**Data listing:**
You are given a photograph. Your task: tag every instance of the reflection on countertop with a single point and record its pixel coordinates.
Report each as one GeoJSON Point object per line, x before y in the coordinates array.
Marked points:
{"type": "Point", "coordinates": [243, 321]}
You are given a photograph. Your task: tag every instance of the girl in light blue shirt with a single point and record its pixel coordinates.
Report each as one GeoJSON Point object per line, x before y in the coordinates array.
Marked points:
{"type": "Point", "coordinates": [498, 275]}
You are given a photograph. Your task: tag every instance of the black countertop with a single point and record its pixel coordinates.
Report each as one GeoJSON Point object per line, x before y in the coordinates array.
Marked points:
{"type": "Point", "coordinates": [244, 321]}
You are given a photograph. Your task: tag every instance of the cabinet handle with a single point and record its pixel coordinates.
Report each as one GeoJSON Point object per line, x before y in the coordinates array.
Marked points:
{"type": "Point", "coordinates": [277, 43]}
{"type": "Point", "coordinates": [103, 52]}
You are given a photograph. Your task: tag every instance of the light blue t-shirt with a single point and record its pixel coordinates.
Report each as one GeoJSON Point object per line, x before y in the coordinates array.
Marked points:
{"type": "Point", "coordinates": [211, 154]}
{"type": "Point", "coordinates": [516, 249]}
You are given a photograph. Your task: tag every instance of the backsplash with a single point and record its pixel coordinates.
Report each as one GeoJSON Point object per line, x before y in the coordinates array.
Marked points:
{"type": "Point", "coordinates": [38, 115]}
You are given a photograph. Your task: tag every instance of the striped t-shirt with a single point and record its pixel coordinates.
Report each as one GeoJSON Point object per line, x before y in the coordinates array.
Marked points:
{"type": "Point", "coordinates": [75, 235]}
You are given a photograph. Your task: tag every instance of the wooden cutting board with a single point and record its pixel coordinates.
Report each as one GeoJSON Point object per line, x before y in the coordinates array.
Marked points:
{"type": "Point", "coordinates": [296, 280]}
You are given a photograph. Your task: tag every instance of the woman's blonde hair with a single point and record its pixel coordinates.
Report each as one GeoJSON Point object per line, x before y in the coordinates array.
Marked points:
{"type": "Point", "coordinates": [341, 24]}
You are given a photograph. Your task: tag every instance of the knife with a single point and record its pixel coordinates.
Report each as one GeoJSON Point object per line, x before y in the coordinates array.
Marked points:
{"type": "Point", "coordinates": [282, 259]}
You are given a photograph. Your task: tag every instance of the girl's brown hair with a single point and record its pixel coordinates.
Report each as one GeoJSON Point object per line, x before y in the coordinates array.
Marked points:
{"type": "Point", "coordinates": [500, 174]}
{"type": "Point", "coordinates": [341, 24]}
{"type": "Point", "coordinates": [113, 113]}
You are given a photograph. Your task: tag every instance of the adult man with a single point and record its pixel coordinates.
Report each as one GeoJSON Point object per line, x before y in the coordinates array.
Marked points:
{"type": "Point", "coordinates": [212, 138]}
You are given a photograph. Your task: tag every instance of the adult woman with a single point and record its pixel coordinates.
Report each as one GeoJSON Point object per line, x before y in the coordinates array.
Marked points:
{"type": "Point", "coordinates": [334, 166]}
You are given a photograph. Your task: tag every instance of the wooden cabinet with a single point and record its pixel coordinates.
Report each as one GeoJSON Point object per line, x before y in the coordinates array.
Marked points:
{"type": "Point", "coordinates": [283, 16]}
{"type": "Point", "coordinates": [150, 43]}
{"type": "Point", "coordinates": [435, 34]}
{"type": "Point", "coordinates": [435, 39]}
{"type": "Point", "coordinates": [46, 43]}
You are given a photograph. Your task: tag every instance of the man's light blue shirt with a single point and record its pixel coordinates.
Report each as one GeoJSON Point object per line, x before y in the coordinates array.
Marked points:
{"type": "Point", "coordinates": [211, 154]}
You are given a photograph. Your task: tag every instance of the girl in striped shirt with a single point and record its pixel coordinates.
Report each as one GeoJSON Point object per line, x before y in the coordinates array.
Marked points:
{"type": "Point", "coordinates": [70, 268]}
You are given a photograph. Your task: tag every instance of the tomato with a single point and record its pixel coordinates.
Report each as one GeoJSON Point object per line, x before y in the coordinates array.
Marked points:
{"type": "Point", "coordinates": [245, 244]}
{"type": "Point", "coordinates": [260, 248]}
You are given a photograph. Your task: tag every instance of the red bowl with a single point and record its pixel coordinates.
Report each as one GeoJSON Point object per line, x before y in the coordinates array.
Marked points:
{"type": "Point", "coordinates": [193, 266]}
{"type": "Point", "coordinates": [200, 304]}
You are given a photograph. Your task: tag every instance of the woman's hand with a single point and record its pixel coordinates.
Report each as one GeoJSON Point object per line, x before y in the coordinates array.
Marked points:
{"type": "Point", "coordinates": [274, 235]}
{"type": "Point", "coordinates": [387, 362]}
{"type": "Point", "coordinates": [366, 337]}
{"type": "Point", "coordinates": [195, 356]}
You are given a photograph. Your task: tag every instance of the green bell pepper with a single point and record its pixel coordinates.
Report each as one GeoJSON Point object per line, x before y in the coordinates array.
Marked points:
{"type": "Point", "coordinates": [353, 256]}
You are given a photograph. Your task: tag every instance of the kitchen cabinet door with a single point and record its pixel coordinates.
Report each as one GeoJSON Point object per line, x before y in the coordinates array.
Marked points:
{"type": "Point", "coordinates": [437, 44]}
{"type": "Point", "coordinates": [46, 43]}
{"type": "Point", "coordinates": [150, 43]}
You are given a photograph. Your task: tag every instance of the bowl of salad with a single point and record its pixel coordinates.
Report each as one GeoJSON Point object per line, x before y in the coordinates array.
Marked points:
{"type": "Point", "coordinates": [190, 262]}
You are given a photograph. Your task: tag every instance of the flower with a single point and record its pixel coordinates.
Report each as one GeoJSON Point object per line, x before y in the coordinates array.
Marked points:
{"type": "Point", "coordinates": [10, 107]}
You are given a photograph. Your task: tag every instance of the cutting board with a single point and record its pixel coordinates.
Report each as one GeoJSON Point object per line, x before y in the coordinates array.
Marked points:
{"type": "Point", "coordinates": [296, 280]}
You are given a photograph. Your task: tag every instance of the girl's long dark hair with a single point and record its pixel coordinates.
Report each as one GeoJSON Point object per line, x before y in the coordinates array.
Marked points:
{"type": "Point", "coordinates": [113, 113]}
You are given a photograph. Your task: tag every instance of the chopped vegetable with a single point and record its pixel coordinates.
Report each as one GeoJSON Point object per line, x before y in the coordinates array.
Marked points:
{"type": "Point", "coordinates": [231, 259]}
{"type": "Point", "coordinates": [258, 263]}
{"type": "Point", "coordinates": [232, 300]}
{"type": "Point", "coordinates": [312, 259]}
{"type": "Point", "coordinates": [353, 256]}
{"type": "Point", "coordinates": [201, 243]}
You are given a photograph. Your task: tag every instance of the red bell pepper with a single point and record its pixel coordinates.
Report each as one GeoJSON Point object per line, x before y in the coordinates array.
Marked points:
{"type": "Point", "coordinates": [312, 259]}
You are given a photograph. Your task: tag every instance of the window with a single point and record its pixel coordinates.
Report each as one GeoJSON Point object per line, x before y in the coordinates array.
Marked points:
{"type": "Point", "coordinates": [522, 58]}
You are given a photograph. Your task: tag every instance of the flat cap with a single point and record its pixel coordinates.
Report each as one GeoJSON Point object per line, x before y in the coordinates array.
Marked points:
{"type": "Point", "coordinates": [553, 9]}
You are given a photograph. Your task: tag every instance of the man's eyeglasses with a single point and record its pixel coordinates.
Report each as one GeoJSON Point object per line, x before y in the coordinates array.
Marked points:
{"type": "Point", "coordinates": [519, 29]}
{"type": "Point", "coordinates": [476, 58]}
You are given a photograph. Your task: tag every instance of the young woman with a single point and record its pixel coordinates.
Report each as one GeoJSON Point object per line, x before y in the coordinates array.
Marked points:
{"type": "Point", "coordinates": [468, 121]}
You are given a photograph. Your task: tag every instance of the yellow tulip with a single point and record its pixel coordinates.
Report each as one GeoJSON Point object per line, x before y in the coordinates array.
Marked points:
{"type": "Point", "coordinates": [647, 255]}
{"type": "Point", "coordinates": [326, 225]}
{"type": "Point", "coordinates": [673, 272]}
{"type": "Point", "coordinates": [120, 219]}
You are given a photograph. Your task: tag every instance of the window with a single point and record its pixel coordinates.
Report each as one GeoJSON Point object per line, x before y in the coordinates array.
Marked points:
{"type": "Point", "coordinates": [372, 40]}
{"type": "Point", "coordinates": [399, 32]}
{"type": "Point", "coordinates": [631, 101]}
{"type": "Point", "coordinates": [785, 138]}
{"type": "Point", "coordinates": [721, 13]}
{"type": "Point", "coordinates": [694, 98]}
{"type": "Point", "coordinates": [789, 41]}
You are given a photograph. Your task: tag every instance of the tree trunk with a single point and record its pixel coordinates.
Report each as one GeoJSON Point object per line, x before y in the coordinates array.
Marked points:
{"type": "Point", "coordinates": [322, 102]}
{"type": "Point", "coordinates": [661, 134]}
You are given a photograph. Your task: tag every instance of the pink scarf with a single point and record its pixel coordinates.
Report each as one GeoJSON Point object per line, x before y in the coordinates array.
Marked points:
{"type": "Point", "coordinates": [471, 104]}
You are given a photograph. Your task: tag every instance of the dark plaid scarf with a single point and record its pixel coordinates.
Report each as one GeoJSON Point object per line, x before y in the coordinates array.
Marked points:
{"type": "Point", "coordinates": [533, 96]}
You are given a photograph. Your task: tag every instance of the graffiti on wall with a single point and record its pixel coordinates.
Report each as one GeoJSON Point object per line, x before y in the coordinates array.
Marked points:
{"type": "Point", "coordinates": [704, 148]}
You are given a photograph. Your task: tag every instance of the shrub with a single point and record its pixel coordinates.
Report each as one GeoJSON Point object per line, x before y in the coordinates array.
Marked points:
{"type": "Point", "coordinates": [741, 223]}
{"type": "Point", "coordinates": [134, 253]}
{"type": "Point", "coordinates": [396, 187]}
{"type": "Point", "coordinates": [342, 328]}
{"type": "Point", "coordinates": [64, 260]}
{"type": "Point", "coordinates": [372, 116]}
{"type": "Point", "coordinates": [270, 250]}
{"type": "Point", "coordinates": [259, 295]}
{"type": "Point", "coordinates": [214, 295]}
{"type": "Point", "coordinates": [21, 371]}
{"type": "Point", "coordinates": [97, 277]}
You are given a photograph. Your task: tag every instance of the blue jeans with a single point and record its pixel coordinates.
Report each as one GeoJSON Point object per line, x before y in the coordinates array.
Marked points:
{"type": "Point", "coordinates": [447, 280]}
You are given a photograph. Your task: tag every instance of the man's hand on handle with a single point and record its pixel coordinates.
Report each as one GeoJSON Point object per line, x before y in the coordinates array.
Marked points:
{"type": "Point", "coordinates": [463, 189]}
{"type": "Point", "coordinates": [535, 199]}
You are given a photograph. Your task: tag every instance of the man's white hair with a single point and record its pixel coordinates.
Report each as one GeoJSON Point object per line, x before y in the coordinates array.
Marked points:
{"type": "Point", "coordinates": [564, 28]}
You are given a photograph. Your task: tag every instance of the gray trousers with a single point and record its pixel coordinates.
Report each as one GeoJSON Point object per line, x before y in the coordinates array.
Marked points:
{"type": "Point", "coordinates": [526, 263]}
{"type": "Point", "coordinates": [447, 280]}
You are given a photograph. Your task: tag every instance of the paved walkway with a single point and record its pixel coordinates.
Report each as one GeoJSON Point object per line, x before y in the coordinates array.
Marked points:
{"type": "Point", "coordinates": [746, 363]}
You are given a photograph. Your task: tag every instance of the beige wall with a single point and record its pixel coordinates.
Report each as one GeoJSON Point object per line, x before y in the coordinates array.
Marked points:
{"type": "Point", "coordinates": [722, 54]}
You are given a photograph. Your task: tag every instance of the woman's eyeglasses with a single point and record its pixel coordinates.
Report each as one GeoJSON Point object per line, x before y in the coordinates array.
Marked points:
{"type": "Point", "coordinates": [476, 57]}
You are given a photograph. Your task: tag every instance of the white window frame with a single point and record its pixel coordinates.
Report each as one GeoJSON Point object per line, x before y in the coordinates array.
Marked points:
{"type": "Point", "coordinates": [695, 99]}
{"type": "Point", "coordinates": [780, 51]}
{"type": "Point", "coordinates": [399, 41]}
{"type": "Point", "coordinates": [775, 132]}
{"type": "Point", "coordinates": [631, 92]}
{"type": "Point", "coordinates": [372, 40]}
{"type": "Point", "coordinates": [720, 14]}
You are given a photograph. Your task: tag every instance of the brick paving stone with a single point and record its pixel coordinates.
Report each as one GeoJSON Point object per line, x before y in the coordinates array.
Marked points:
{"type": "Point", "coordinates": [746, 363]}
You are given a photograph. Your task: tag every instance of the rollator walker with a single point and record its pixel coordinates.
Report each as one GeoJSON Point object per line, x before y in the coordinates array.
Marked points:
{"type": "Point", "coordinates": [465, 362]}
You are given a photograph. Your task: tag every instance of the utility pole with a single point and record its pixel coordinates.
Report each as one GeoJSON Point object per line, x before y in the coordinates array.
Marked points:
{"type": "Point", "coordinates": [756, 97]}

**Task:** From the entries above, write out only the lines starting at the line that holds "the red bowl" and ending at the line that holds "the girl's long", keeping both and matching them exactly.

**Your solution:**
You are given a photograph. Your task: tag every instance of the red bowl with a single point and record its pixel coordinates.
Report each as one GeoJSON Point object per line, x before y in the coordinates array.
Marked points:
{"type": "Point", "coordinates": [193, 266]}
{"type": "Point", "coordinates": [200, 304]}
You are given a photograph. Your task: tag every instance of the woman's hand with a single point and record its pixel coordinates.
Report each as one GeoJSON Point object per line, x before y in the coordinates array.
Marked points:
{"type": "Point", "coordinates": [274, 235]}
{"type": "Point", "coordinates": [387, 362]}
{"type": "Point", "coordinates": [366, 337]}
{"type": "Point", "coordinates": [195, 356]}
You are given a photograph. Your task: tag every instance of the green bell pepper with a single point and record its pixel coordinates.
Report each as one GeoJSON Point object per line, x before y in the coordinates array.
Marked points:
{"type": "Point", "coordinates": [353, 256]}
You are given a photograph. Your task: tag every instance of the kitchen cabinet door with a single point and record its pixel coordinates.
Report each as one GeoJSON Point object per line, x before y in the coordinates array.
Marked points:
{"type": "Point", "coordinates": [437, 44]}
{"type": "Point", "coordinates": [46, 43]}
{"type": "Point", "coordinates": [150, 43]}
You are given a photograph. Your task: tag every instance of the bowl of salad with a single point and record its pixel coordinates.
Report each as one GeoJSON Point object per line, x before y in the coordinates array.
Marked points:
{"type": "Point", "coordinates": [190, 262]}
You are given a photograph. Your task: tag every instance of the flower with a single point and record its pixel coordinates.
Report each as one GeoJSON Point object per line, x before y in the coordinates array.
Marked points:
{"type": "Point", "coordinates": [10, 107]}
You are given a photograph. Your task: tag every instance of the cutting board with a single point and record its pixel coordinates.
Report each as one GeoJSON Point object per line, x before y in the coordinates array.
Marked points:
{"type": "Point", "coordinates": [296, 280]}
You are given a photograph. Your task: tag every instance of the girl's long dark hair with a single point and record its pixel coordinates.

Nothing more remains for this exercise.